» **Что нужно сделать**:
1. Назовите все, с чем, согласно отрывку, не мирилась возмущенная душа.
2. Перепишите, пожалуйста, из отрывка часть, которая открывается словами «Страница 25 из» и завершается словами «Трир, 29 октября.».

==== Цитируемый отрывок

Страница 25 из 50
Впрочем, все, что доводилось слышать, подтверждало, что возмущение было безграничным. Но если бывает подчас несносным, когда счастливчик беспрестанно толкует нам о своем блаженстве, то стократ противнее, когда не устают пережевывать постигшую нас беду, которую ты хотел бы предать забвению. Знать, что ненавистные тебе неофранки вытеснили нас из своей страны, знать, что мы вынуждены вести с ними переговоры, вынуждены дружить с людьми Десятого августа, вот с чем не мирилась возмущенная душа, вот что было горше перенесенных страданий. Мы не щадили и верховного командования. Доверие к знаменитому полководцу, которое окружало его имя на протяжении долгих десятилетий, казалось, рухнуло теперь навсегда.
Трир, 29 октября.

========
==== Строки данных

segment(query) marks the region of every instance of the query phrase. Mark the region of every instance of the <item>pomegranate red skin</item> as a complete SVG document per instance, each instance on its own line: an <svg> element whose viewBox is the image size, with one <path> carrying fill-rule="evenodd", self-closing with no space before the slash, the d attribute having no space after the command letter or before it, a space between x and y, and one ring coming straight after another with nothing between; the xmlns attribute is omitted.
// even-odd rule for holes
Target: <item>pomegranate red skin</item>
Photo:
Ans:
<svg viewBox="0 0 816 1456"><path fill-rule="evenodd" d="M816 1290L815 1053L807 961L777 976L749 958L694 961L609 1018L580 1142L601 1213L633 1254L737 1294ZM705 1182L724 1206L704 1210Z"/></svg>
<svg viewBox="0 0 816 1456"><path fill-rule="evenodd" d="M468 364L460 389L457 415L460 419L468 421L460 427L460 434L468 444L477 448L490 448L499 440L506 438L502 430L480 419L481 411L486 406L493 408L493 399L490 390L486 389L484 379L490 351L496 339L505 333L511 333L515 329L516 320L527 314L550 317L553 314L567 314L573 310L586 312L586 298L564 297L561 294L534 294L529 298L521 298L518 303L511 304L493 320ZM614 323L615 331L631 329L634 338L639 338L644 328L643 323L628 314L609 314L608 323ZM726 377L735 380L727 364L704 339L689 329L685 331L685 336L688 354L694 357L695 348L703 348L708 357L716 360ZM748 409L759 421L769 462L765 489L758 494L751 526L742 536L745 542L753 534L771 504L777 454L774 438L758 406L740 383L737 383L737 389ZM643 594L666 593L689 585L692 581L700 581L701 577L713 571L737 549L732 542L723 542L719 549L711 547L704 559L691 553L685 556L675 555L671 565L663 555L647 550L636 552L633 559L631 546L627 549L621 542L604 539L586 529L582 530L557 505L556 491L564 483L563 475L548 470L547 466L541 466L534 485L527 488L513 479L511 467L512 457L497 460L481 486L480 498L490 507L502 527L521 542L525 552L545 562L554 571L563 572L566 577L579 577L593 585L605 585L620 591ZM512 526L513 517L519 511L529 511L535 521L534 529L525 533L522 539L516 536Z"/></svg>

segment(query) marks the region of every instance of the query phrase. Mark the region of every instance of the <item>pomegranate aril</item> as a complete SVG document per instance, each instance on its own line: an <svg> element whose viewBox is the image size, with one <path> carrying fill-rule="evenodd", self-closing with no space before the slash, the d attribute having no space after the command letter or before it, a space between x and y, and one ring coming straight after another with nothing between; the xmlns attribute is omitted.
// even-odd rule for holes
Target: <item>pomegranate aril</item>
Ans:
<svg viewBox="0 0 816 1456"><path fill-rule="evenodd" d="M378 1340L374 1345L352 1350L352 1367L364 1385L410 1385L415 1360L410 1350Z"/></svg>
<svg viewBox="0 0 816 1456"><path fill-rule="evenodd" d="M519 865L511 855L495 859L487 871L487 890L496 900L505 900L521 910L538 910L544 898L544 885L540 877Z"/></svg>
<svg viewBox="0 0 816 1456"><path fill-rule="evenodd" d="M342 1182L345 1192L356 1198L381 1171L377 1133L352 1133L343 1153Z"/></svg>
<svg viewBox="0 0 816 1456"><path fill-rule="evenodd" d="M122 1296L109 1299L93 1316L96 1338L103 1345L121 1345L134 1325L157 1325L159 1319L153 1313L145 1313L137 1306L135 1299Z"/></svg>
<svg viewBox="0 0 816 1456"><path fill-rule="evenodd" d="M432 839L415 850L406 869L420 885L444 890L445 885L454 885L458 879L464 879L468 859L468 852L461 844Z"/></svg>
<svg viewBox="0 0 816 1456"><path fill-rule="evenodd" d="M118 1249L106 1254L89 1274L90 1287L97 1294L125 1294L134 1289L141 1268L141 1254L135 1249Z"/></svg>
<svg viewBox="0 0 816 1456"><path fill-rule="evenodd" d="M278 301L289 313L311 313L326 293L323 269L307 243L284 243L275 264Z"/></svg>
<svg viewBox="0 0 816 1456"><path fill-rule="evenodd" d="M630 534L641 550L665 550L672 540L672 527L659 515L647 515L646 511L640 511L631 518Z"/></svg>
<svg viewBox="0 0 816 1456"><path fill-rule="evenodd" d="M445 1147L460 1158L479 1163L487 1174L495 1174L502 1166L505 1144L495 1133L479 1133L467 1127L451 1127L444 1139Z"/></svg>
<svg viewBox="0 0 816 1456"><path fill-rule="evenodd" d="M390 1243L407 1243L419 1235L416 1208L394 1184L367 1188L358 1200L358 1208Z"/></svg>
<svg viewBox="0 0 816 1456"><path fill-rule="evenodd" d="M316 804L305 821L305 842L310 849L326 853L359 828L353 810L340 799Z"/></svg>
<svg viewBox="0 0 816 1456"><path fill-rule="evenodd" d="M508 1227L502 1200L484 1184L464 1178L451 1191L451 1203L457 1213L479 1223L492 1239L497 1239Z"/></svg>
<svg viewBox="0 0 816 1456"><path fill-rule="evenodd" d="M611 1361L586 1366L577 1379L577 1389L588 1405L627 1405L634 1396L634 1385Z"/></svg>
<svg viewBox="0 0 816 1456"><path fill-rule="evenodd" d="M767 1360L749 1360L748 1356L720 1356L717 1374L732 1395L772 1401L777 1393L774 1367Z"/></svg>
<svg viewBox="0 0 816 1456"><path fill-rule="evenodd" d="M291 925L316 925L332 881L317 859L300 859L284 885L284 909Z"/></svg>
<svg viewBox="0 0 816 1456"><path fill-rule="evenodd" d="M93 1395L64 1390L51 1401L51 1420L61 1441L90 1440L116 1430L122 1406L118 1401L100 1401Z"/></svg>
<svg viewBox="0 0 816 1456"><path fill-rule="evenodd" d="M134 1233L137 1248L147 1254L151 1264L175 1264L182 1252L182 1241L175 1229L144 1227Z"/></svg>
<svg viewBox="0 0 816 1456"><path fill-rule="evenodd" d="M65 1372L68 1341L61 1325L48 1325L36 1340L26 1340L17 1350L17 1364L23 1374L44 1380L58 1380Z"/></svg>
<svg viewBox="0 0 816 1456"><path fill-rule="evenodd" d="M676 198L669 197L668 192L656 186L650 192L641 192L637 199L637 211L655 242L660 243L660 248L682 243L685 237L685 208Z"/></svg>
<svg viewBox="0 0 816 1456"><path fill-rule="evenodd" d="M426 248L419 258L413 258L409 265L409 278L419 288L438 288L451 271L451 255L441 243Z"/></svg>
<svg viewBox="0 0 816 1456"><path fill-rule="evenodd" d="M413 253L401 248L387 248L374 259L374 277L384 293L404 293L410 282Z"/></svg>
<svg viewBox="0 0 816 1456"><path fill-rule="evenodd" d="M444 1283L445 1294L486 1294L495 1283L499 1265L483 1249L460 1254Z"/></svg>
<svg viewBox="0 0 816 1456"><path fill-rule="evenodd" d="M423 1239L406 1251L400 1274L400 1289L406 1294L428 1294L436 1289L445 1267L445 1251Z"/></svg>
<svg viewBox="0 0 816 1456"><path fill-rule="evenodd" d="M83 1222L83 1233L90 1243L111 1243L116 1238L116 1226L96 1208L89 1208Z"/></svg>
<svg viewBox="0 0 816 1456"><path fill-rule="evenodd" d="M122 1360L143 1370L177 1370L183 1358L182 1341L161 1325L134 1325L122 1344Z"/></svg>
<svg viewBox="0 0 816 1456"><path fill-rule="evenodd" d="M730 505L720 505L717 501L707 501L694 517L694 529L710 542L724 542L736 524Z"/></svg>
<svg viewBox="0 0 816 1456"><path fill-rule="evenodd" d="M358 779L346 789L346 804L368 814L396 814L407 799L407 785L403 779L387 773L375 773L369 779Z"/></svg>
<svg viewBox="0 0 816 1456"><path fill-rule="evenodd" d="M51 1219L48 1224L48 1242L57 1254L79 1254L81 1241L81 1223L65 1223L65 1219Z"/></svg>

========

» **Ответы по порядку**:
1.
1. Ненавистные неофранки вытеснили нас из своей страны.
2. Мы вынуждены вести с ними переговоры.
3. Мы вынуждены дружить с людьми Десятого августа.

2.
Страница 25 из 50
Впрочем, все, что доводилось слышать, подтверждало, что возмущение было безграничным. Но если бывает подчас несносным, когда счастливчик беспрестанно толкует нам о своем блаженстве, то стократ противнее, когда не устают пережевывать постигшую нас беду, которую ты хотел бы предать забвению. Знать, что ненавистные тебе неофранки вытеснили нас из своей страны, знать, что мы вынуждены вести с ними переговоры, вынуждены дружить с людьми Десятого августа, вот с чем не мирилась возмущенная душа, вот что было горше перенесенных страданий. Мы не щадили и верховного командования. Доверие к знаменитому полководцу, которое окружало его имя на протяжении долгих десятилетий, казалось, рухнуло теперь навсегда.
Трир, 29 октября.